RESULTS: Emerging market equities have dragged down an otherwise robust performance
May 6, 2014

Shares in Aberdeen Asset Management (ADN) fell nearly 6 per cent after the investment manager revealed an £8.8bn net outflow of funds - a sharp contrast to the £4.4bn net inflow recorded a year earlier.

IC TIP: Hold at 421p

Total assets under management rose from £212bn to £325bn, but only after including the £134bn that came with the acquisition of Scottish Widows Investment Partnership (SWIP). Without these, assets fell 5 per cent to £190bn. The biggest drag came from emerging market equities, where a £1.9bn positive market performance was wiped out by £8.1bn of net outflows and £3.2bn of adverse exchange rate movements. Other asset classes fared a little better. Fixed income and Aberdeen solutions - a multi-asset business - were only marginally lower after excluding SWIP, while property assets recorded a small rise.

## [Data for review]
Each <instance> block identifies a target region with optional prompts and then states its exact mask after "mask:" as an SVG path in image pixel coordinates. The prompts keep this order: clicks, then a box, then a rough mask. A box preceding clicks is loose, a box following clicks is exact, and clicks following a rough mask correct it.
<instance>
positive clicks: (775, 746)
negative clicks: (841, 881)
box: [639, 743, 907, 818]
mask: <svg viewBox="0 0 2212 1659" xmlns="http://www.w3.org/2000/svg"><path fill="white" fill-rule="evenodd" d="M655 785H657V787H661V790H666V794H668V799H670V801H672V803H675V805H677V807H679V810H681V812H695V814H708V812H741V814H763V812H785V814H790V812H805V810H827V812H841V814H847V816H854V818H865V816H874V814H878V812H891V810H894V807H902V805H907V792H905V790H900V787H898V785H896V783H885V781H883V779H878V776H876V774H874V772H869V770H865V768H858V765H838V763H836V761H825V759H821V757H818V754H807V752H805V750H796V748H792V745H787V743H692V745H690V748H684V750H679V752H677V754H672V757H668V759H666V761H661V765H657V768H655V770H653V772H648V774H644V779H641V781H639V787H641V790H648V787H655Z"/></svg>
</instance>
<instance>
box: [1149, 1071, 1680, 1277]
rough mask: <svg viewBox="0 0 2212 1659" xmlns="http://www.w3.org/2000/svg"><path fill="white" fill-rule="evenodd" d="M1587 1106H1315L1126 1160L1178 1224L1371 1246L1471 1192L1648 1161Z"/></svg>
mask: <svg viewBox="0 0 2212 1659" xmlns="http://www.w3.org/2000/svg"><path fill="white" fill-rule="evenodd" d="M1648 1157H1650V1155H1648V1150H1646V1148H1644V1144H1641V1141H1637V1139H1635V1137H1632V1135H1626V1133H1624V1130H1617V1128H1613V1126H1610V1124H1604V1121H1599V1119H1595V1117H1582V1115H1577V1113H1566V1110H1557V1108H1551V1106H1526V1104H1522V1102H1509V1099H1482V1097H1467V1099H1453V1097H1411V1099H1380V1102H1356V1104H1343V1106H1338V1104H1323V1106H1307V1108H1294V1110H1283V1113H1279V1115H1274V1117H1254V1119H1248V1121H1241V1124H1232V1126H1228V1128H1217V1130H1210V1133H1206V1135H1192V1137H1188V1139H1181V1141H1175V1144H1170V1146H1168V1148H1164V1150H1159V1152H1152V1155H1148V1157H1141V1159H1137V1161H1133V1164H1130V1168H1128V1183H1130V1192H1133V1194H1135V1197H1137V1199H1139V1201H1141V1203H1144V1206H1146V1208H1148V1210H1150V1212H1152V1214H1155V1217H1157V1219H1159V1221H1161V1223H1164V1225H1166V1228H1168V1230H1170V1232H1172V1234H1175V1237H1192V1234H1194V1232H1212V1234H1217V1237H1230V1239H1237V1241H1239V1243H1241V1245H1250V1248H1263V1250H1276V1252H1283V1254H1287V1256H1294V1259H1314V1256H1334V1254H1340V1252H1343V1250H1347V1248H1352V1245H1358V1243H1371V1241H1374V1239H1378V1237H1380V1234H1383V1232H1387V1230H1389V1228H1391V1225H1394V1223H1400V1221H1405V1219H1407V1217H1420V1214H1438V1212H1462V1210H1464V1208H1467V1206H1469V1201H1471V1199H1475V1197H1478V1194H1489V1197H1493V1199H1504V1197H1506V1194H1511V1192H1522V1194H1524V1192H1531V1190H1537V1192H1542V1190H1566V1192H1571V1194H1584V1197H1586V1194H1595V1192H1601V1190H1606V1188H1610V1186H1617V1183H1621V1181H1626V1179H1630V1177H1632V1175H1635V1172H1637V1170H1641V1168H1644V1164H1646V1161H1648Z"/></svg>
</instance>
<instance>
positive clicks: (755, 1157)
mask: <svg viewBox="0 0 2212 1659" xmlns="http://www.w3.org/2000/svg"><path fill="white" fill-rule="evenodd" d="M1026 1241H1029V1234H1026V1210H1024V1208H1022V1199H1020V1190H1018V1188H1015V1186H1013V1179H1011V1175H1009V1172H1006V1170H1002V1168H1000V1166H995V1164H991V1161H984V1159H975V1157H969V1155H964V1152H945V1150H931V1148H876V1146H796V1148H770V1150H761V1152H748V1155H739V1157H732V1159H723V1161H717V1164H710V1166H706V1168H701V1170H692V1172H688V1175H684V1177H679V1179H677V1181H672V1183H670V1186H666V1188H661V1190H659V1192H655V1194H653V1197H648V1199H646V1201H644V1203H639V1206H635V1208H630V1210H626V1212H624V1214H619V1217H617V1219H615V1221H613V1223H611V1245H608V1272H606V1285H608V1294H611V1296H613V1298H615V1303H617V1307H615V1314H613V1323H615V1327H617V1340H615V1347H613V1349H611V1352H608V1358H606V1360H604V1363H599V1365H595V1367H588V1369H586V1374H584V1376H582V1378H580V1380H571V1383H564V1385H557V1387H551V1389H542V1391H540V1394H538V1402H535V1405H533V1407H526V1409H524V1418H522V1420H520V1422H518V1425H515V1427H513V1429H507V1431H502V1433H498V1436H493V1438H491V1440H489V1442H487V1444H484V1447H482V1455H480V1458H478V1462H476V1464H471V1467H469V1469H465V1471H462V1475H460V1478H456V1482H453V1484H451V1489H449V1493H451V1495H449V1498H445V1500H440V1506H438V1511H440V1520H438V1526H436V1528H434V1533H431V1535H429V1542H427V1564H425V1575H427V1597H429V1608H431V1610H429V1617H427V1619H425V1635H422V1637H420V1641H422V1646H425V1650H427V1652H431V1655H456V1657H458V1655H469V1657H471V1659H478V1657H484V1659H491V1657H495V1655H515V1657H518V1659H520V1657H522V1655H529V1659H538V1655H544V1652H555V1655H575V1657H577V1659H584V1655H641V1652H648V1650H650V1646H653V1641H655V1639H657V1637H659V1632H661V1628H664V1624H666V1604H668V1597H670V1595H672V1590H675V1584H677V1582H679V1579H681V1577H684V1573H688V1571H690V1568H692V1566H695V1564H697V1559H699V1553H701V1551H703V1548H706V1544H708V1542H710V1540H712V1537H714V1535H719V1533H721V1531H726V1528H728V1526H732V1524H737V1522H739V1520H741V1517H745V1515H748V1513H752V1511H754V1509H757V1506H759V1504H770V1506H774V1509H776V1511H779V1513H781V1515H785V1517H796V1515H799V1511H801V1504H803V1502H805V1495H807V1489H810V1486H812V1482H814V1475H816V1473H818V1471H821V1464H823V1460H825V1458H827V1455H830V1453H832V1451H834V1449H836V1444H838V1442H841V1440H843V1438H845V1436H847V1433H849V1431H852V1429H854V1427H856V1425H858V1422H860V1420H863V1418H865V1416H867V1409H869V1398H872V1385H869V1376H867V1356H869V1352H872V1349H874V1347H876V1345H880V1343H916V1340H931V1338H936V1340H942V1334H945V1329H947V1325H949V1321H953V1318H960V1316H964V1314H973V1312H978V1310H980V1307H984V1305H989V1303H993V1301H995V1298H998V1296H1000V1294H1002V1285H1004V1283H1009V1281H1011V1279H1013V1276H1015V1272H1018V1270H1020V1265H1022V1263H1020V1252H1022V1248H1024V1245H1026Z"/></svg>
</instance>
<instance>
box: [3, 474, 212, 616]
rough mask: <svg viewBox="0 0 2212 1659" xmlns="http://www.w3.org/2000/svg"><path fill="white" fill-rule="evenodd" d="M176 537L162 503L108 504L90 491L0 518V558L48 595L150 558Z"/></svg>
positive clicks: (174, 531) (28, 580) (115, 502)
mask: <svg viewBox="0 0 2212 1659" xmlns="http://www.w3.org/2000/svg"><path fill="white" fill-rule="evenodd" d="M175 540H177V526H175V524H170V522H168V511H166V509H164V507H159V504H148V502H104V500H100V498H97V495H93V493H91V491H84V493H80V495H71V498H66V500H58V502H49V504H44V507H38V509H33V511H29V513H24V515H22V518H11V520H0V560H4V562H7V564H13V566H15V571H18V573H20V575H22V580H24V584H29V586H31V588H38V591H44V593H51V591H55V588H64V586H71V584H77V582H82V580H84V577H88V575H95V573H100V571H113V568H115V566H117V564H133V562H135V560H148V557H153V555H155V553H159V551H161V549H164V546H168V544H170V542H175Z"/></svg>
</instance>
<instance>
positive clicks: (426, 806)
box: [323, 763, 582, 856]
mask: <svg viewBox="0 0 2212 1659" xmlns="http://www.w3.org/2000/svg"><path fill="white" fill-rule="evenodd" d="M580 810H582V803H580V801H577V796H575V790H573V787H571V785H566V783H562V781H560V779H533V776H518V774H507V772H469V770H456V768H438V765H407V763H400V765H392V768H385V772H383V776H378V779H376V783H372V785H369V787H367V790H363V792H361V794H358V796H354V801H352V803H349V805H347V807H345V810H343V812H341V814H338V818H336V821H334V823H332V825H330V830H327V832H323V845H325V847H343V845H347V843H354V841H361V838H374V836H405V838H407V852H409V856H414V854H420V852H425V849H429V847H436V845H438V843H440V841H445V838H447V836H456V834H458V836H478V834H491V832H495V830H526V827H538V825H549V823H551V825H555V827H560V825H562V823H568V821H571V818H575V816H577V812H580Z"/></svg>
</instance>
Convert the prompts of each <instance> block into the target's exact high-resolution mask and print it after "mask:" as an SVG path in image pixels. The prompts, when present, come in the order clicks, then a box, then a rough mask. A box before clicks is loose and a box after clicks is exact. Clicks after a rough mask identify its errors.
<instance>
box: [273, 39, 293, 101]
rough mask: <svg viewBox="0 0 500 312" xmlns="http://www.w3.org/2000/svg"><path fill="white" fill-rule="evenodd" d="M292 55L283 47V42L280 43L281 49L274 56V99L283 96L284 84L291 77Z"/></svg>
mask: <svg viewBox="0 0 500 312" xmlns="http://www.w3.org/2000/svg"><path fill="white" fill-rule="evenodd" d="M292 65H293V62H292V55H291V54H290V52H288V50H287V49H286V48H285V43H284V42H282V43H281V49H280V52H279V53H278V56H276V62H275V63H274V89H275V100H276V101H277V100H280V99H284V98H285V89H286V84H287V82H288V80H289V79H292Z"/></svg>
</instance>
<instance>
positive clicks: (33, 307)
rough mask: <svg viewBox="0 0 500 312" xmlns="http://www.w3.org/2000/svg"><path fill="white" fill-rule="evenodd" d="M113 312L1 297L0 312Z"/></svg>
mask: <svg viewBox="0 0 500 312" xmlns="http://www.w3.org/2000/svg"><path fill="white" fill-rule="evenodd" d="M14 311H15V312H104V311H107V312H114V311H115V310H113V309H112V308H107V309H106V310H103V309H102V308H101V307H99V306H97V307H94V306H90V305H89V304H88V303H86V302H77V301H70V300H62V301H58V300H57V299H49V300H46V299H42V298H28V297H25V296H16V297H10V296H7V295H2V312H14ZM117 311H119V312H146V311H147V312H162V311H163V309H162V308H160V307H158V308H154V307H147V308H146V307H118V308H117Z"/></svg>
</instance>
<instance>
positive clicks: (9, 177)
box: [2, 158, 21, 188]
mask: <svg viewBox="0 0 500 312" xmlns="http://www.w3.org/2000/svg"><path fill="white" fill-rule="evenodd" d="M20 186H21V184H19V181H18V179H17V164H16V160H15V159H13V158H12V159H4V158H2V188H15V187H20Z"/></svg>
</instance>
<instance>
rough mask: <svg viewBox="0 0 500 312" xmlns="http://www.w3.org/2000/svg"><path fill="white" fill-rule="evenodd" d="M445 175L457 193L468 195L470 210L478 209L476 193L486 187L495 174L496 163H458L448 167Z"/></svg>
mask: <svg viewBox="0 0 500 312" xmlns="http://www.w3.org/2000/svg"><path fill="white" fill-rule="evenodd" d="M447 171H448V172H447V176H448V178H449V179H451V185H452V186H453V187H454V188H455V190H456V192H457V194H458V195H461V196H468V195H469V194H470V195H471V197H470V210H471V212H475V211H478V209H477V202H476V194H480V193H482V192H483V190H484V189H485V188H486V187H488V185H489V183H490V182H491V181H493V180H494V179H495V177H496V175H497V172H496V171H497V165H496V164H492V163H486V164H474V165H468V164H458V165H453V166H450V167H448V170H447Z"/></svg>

## [Action item A]
In the records, begin at the first line and stop after the line that contains "box: [639, 743, 907, 818]". Give those lines again, switching every "clicks" to "points" and changing nothing else.
## [Action item B]
Resume the article on Aberdeen Asset Management's results from where it stops.
The text and the records are unrelated to each other.

## [Exercise response A]
Each <instance> block identifies a target region with optional prompts and then states its exact mask after "mask:" as an SVG path in image pixel coordinates. The prompts keep this order: points, then a box, then a rough mask. A box preceding points is loose, a box following points is exact, and points following a rough mask correct it.
<instance>
positive points: (775, 746)
negative points: (841, 881)
box: [639, 743, 907, 818]

## [Exercise response B]
Inevitably, gross fee income was lower, but a fall in commission payable to intermediaries left net management fees barely changed at £486m, even though performance fees nearly halved to £12.4m. Had the SWIP integration, which only completed this month, made a full half-year contribution, Aberdeen believes profits would have been boosted by £48m. Analysts at Numis Securities are forecasting full-year pre-tax profits of £503m and EPS of 31.9p (from £483m and 32.5p in 2013).

ABERDEEN ASSET MANAGEMENT (ADN)

ORD PRICE:421pMARKET VALUE:£5.5bn
TOUCH:421-422p12-MONTH HIGH:500pLOW: 343p
DIVIDEND YIELD:4.0%PE RATIO:17
NET ASSET VALUE:141p*NET CASH:£410m

Half-year to 31 MarTurnover (£m)Pre-tax profit (£m)Earnings per share (p)Dividend per share (p)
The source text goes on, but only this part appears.